** What the task asks **
Print, please, the line that contains "For the dataset, pick out the clear" and each line after it to the end of the entries, unchanged and with nothing else.

== == ==

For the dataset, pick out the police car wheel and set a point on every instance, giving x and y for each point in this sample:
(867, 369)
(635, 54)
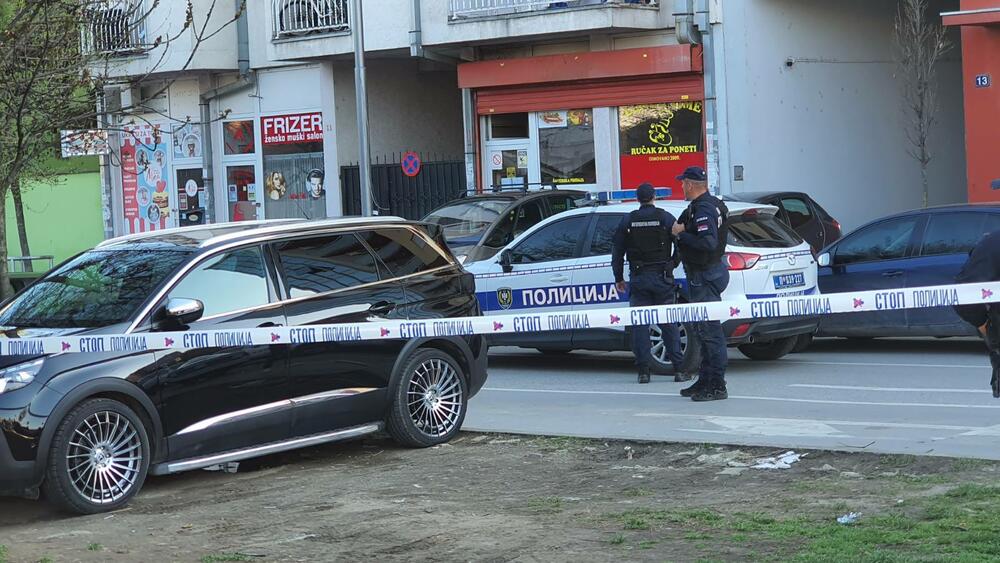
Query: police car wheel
(690, 350)
(769, 350)
(430, 400)
(99, 458)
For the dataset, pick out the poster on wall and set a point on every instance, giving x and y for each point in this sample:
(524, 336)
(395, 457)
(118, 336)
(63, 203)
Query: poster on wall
(294, 176)
(190, 196)
(145, 179)
(187, 141)
(659, 141)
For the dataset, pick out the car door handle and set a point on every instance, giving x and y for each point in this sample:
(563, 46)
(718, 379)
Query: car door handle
(382, 307)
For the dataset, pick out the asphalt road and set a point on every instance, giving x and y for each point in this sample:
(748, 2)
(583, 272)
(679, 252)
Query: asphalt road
(923, 397)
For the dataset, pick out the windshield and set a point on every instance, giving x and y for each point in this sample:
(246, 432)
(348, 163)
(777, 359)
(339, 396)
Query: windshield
(96, 289)
(761, 231)
(467, 218)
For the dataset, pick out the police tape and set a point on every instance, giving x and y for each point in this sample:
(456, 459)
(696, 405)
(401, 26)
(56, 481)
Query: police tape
(608, 317)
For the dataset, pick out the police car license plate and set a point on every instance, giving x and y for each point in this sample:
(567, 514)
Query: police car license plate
(784, 281)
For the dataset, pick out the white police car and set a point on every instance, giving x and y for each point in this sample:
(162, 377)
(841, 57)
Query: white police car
(564, 264)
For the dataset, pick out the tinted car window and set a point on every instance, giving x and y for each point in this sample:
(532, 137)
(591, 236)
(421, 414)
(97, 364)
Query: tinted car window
(328, 263)
(96, 289)
(761, 230)
(557, 241)
(797, 210)
(518, 220)
(952, 233)
(228, 282)
(468, 218)
(604, 232)
(883, 241)
(403, 251)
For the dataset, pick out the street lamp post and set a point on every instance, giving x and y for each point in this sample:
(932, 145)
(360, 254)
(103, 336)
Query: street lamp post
(364, 162)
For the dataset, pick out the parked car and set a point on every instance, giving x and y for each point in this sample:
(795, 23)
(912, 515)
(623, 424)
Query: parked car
(916, 248)
(87, 428)
(801, 213)
(478, 226)
(564, 264)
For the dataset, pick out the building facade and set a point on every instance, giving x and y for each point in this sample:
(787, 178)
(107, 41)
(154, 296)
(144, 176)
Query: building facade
(598, 94)
(979, 21)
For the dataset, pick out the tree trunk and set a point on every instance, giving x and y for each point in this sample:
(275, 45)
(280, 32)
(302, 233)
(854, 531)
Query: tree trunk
(6, 290)
(22, 232)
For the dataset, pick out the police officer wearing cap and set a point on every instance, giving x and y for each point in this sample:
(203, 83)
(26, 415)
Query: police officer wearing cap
(644, 236)
(701, 233)
(983, 265)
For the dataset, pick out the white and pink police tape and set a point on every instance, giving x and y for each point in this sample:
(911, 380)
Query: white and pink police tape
(791, 306)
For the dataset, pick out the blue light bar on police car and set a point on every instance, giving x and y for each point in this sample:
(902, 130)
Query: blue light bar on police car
(627, 195)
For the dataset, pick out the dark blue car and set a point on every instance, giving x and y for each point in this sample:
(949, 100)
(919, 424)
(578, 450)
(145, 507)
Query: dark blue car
(912, 249)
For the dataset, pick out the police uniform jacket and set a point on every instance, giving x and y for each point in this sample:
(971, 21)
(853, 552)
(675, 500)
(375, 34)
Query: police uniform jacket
(983, 265)
(644, 235)
(703, 241)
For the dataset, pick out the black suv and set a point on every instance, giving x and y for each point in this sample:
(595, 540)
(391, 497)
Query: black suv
(479, 225)
(86, 428)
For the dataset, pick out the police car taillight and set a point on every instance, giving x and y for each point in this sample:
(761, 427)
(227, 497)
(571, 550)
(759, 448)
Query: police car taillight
(741, 260)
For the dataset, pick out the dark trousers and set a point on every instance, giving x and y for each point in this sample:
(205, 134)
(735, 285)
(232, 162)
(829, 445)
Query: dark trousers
(708, 285)
(653, 287)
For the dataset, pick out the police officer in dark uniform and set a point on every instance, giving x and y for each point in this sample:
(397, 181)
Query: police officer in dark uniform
(983, 265)
(701, 233)
(644, 235)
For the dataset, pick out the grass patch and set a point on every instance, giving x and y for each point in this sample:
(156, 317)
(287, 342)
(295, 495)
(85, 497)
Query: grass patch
(546, 505)
(220, 557)
(897, 460)
(967, 464)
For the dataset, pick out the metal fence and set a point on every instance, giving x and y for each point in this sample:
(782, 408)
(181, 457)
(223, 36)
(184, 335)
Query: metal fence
(484, 8)
(116, 27)
(293, 18)
(440, 180)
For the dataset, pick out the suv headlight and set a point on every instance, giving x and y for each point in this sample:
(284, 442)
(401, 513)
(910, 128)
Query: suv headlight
(19, 375)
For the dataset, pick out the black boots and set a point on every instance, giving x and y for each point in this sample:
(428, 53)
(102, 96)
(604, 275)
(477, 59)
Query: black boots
(643, 375)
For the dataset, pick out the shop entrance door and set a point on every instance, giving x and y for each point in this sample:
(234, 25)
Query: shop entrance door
(507, 165)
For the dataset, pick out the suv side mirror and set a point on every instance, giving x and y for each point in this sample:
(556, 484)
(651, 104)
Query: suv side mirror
(182, 310)
(506, 260)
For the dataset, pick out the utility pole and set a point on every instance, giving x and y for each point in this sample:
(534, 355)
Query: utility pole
(364, 162)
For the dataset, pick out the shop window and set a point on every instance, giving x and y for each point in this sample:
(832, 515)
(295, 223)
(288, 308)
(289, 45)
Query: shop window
(566, 147)
(294, 177)
(509, 126)
(659, 141)
(238, 137)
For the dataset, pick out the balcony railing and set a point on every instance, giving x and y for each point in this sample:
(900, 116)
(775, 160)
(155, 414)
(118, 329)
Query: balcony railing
(296, 18)
(115, 27)
(459, 9)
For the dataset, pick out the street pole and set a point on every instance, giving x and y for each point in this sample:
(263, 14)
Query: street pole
(364, 162)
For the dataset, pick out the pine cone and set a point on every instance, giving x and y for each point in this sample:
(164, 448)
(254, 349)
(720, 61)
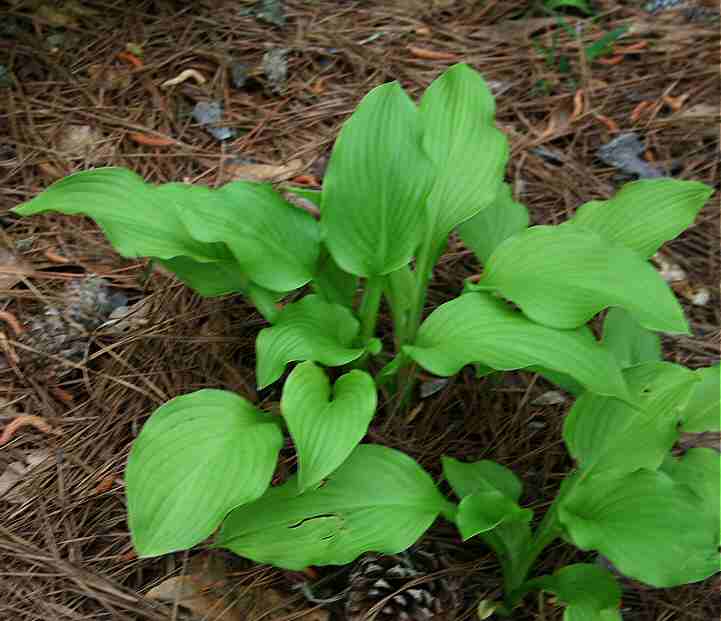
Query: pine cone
(65, 331)
(380, 580)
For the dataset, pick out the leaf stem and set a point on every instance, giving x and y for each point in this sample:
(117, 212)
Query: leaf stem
(369, 307)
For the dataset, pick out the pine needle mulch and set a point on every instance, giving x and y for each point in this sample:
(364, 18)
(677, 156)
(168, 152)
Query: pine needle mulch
(85, 99)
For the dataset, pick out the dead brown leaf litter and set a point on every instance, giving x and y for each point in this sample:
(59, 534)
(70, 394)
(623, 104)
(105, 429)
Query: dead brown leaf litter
(76, 103)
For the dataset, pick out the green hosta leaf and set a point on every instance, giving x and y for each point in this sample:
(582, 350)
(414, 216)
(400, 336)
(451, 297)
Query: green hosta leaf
(484, 511)
(484, 232)
(208, 279)
(379, 499)
(481, 476)
(470, 154)
(589, 592)
(333, 284)
(325, 427)
(649, 526)
(604, 434)
(139, 220)
(275, 243)
(700, 469)
(629, 342)
(563, 276)
(703, 410)
(377, 181)
(645, 214)
(477, 327)
(310, 329)
(198, 456)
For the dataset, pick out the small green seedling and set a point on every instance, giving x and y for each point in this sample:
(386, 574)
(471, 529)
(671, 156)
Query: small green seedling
(400, 180)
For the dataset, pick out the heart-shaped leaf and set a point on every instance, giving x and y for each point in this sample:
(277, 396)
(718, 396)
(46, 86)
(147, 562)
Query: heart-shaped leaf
(275, 243)
(139, 220)
(485, 231)
(484, 511)
(589, 592)
(377, 182)
(477, 327)
(379, 500)
(703, 410)
(700, 469)
(629, 342)
(604, 434)
(645, 214)
(325, 427)
(649, 526)
(197, 457)
(470, 154)
(573, 274)
(310, 329)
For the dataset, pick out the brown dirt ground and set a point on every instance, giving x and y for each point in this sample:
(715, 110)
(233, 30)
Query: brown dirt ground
(65, 552)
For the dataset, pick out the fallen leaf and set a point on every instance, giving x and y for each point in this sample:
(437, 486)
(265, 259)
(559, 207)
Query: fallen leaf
(263, 172)
(16, 472)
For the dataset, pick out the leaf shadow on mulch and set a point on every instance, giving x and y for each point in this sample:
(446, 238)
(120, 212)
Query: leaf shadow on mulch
(65, 552)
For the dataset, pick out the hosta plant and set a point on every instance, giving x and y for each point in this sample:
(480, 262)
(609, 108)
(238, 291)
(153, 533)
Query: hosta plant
(402, 177)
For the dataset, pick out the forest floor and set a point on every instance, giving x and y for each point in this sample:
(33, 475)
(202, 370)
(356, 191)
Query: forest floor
(85, 85)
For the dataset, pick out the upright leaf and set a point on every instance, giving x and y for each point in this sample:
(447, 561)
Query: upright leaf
(589, 592)
(485, 231)
(310, 329)
(333, 284)
(470, 153)
(630, 343)
(563, 276)
(198, 456)
(645, 214)
(377, 182)
(139, 220)
(649, 526)
(326, 427)
(477, 327)
(700, 469)
(275, 243)
(379, 499)
(606, 435)
(703, 410)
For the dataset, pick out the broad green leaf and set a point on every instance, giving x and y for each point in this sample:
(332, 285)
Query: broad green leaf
(208, 279)
(310, 329)
(703, 410)
(481, 476)
(333, 284)
(700, 469)
(649, 526)
(275, 243)
(484, 232)
(484, 511)
(562, 276)
(477, 327)
(325, 424)
(470, 153)
(379, 500)
(197, 457)
(139, 220)
(604, 434)
(377, 182)
(645, 214)
(629, 342)
(562, 380)
(589, 592)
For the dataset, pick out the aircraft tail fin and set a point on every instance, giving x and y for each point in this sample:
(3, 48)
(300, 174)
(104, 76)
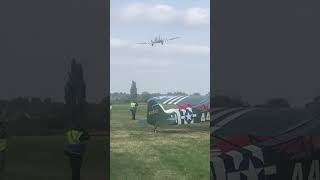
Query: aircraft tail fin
(155, 111)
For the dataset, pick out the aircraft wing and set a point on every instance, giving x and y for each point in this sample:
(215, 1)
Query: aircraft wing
(192, 100)
(173, 38)
(143, 43)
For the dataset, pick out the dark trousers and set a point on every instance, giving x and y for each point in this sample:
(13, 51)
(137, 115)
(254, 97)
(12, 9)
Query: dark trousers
(133, 112)
(75, 164)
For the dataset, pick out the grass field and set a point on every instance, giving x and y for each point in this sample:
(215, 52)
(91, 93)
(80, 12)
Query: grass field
(175, 152)
(42, 158)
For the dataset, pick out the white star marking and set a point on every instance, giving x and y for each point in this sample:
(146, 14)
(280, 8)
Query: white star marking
(188, 116)
(252, 172)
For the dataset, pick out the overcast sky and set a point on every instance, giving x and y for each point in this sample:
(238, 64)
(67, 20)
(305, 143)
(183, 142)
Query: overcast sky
(179, 65)
(266, 49)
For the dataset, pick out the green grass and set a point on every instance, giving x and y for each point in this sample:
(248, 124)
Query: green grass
(42, 158)
(175, 152)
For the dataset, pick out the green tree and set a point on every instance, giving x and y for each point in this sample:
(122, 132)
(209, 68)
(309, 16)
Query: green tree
(75, 92)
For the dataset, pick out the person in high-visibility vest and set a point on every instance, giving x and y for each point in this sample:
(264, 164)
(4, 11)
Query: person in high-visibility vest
(133, 109)
(75, 148)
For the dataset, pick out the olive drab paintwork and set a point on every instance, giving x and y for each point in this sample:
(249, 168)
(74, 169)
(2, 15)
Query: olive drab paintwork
(73, 136)
(3, 144)
(185, 110)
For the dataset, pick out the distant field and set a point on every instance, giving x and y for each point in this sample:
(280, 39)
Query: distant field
(176, 152)
(42, 158)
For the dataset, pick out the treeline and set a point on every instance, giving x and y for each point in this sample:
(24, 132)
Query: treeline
(36, 116)
(120, 97)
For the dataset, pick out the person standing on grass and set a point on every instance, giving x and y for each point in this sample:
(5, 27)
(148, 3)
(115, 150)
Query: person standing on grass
(133, 109)
(75, 148)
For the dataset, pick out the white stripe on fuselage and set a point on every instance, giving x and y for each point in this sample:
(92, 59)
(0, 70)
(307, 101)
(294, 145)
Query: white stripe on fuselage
(180, 100)
(173, 100)
(169, 99)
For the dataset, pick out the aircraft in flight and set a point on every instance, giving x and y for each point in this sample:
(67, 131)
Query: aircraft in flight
(158, 40)
(180, 110)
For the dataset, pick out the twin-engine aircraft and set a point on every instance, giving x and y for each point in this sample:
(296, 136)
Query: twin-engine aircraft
(179, 110)
(158, 40)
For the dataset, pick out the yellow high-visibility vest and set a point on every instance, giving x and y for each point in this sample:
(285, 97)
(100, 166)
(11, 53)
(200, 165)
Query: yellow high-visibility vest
(73, 136)
(3, 144)
(132, 105)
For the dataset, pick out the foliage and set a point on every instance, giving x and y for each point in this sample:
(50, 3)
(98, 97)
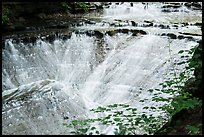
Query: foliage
(66, 7)
(69, 7)
(124, 118)
(193, 129)
(82, 5)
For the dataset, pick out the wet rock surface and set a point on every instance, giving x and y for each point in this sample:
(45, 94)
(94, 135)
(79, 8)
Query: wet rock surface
(54, 26)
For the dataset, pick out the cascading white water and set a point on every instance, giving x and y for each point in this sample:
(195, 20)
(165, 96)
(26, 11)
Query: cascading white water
(46, 85)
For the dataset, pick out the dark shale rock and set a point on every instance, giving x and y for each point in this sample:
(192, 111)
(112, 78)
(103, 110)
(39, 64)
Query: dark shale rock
(180, 37)
(171, 35)
(133, 23)
(98, 34)
(171, 6)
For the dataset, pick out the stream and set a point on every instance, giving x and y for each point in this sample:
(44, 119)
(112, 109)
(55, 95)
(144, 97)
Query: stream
(114, 56)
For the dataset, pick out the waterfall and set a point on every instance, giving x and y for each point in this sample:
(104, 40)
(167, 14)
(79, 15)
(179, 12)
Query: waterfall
(47, 84)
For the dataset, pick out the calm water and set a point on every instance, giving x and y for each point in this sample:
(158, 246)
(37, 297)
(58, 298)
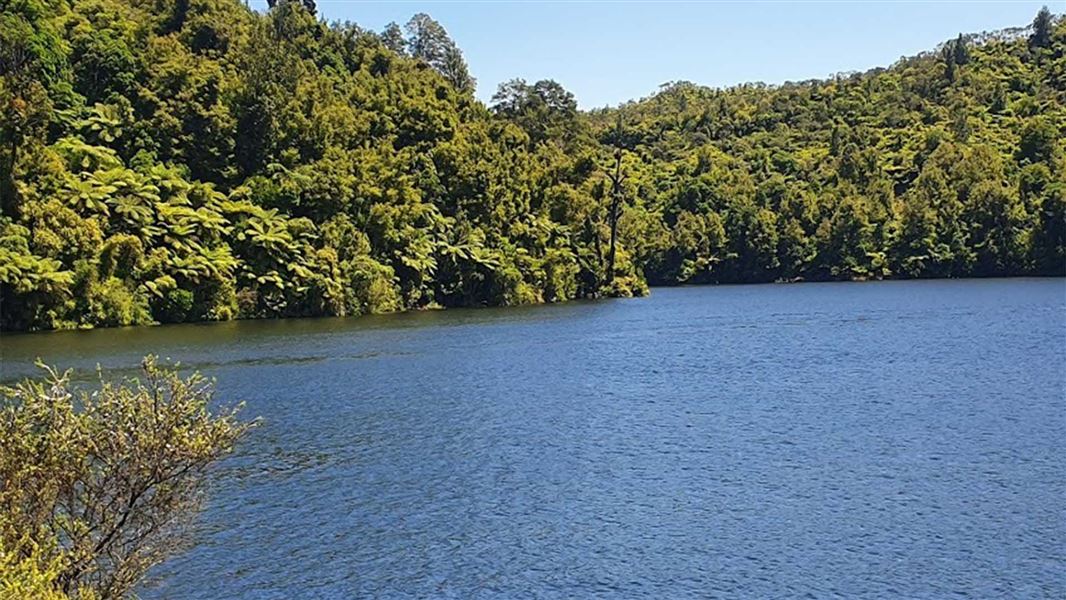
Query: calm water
(853, 440)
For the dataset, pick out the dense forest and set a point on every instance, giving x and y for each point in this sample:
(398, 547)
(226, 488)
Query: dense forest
(184, 160)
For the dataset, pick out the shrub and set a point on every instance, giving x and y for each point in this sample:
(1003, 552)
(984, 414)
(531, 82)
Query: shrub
(96, 486)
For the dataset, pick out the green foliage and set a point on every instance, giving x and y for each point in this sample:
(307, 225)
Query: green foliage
(98, 485)
(188, 160)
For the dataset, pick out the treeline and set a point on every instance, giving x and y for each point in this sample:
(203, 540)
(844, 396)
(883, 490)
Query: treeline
(181, 160)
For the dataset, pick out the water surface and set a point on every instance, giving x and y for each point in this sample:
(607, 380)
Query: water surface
(855, 440)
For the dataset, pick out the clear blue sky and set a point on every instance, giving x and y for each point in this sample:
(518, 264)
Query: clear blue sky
(609, 52)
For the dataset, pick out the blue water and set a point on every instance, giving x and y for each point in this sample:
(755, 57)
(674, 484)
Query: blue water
(854, 440)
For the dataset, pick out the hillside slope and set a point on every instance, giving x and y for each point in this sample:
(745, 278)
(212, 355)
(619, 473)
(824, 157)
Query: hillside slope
(183, 160)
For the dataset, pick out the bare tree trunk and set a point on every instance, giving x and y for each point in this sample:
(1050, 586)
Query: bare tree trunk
(616, 180)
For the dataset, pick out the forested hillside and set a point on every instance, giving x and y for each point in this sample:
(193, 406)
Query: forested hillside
(183, 160)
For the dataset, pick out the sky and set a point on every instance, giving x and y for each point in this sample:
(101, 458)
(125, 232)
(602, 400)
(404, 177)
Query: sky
(609, 52)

== == ==

** Final answer **
For the dataset, pick out the clear blue sky and set a point on every instance, giving x and y for each point in this sample:
(518, 264)
Query: clear blue sky
(609, 52)
For the dataset, pick out the blue water and set a point on every instance, giving x and y for each point in this sample:
(755, 57)
(674, 484)
Query: blue water
(854, 440)
For the dataset, pick out the hillside slope and set a point on every instance, giving x and y for each point in this sample:
(745, 278)
(212, 355)
(619, 473)
(824, 157)
Query: hillside slope
(183, 160)
For the dataset, pick out the bare tree trunk and set a point on every instance, giving x and y for each point in this sample:
(1050, 586)
Query: bare tree trunk
(616, 180)
For the dataset, pick out the forested hillside and set a point on every instance, giving x and y for each point in this sample:
(193, 406)
Query: forested hillside
(183, 160)
For the dataset, pick out the sky and set a point on every instance, giving x and y for each point in this sample:
(101, 458)
(125, 232)
(602, 400)
(404, 177)
Query: sky
(609, 52)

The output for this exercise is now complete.